(Annotated coordinate records)
┌──
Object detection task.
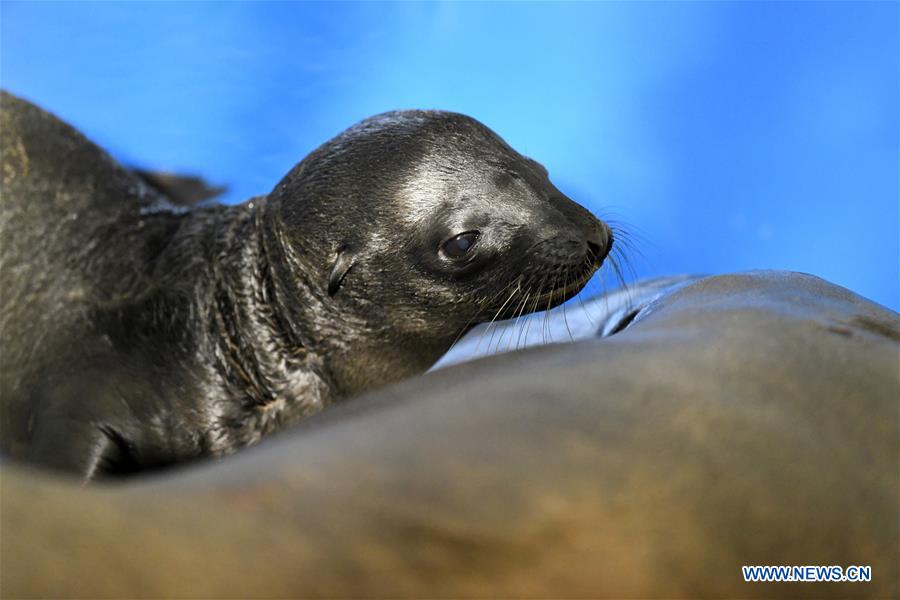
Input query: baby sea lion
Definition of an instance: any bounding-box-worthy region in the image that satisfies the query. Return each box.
[0,93,612,478]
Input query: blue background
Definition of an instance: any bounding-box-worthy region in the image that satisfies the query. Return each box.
[0,2,900,309]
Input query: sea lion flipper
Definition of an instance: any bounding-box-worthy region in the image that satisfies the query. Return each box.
[328,249,356,296]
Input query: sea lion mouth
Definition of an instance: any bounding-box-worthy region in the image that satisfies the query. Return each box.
[537,262,600,310]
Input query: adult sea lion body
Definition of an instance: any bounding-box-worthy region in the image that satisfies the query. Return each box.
[0,93,611,477]
[0,272,900,598]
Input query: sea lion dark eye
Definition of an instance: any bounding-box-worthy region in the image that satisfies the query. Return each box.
[441,231,478,258]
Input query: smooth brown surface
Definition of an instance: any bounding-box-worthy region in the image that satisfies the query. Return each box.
[0,273,900,598]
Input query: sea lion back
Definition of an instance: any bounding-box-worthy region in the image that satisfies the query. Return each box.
[0,92,178,410]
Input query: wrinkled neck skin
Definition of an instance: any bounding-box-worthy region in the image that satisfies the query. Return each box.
[197,198,455,424]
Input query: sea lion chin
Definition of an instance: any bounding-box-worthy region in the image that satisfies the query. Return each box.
[0,94,612,477]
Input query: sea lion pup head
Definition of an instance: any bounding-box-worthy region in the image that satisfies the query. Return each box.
[269,110,612,391]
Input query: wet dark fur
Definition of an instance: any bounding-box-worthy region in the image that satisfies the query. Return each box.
[0,94,611,477]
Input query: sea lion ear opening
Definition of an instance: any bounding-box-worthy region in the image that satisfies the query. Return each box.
[328,249,356,296]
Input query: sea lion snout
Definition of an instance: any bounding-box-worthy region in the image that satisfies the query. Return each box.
[585,220,613,267]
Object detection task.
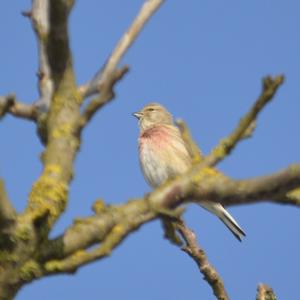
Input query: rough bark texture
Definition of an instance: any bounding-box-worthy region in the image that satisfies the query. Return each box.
[0,0,300,300]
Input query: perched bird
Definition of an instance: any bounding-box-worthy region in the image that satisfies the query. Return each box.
[133,103,245,241]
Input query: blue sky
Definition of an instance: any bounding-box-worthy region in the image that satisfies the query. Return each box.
[0,0,300,300]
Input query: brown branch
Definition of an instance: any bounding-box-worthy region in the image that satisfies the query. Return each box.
[0,179,17,229]
[154,164,300,208]
[40,165,300,273]
[40,201,155,275]
[176,120,203,164]
[80,66,129,129]
[0,94,37,121]
[200,75,284,167]
[256,284,276,300]
[26,0,81,230]
[175,220,229,300]
[26,0,54,111]
[79,0,164,98]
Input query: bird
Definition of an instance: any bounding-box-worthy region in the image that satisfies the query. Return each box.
[133,103,246,241]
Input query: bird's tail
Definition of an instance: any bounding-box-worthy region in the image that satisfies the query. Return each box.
[200,202,246,241]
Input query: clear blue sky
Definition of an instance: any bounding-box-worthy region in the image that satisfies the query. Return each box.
[0,0,300,300]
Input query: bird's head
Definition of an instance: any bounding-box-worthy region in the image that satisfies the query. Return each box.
[133,103,173,131]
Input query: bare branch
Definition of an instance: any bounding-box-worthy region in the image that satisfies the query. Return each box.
[26,0,81,229]
[0,94,37,121]
[79,0,164,98]
[28,0,54,111]
[202,75,284,167]
[256,284,276,300]
[176,120,203,164]
[44,201,154,275]
[174,220,229,300]
[0,179,16,228]
[40,165,300,274]
[80,66,129,129]
[155,164,300,208]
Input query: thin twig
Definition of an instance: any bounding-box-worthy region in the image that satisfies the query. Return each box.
[79,0,164,98]
[28,0,54,111]
[0,94,37,121]
[176,120,203,163]
[0,179,17,228]
[201,75,284,167]
[256,284,276,300]
[175,220,229,300]
[79,66,129,130]
[44,212,153,275]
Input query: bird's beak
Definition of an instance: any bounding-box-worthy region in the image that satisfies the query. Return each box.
[132,111,143,120]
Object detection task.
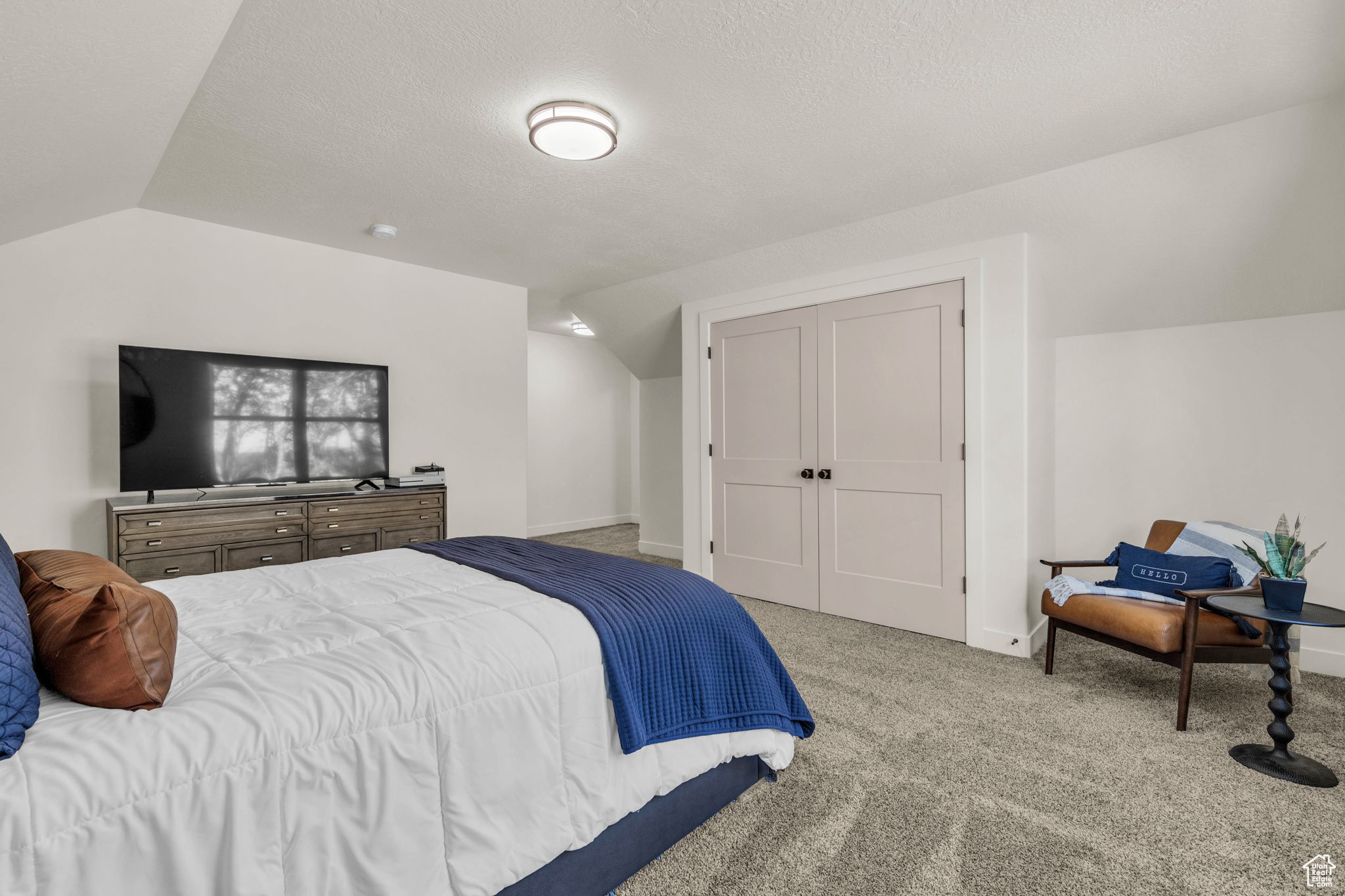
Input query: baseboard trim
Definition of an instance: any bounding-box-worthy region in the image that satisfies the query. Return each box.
[640,542,682,560]
[967,616,1046,657]
[527,513,640,539]
[1298,647,1345,678]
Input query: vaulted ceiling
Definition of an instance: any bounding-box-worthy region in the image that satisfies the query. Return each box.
[0,0,1345,373]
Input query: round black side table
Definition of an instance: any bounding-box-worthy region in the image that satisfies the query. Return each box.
[1209,594,1345,787]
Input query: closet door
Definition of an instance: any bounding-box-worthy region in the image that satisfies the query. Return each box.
[818,281,965,641]
[710,308,818,610]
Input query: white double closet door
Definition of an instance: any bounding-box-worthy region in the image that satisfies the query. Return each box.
[710,281,965,641]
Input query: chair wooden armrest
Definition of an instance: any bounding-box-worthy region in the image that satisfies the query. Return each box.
[1173,584,1260,601]
[1041,560,1111,578]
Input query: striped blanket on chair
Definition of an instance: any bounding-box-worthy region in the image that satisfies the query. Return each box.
[1046,520,1302,681]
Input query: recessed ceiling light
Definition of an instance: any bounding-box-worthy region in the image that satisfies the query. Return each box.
[527,99,616,161]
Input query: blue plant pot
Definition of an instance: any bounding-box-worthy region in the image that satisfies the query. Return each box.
[1260,576,1308,612]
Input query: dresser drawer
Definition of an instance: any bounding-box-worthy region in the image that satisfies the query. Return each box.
[384,525,441,551]
[308,493,444,525]
[225,539,308,570]
[118,517,304,553]
[121,548,219,582]
[308,532,378,560]
[118,502,307,536]
[309,508,444,539]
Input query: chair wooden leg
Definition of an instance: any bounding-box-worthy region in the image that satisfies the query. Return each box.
[1046,616,1056,675]
[1177,601,1200,731]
└──
[Goal]:
Starting at the line that contains "Input query: chair wooden leg" and ending at the last line of the records, give those lines again with the requests included. Multiply every coordinate in the answers by 2.4 and round each result to a whole number, rounding halves up.

[Exercise output]:
Input query: chair wooden leg
Definition of an instance: any bounding-box-worthy region in the image that satisfies the query. Return each box.
[2510,1478,2534,1620]
[2825,1442,2880,1754]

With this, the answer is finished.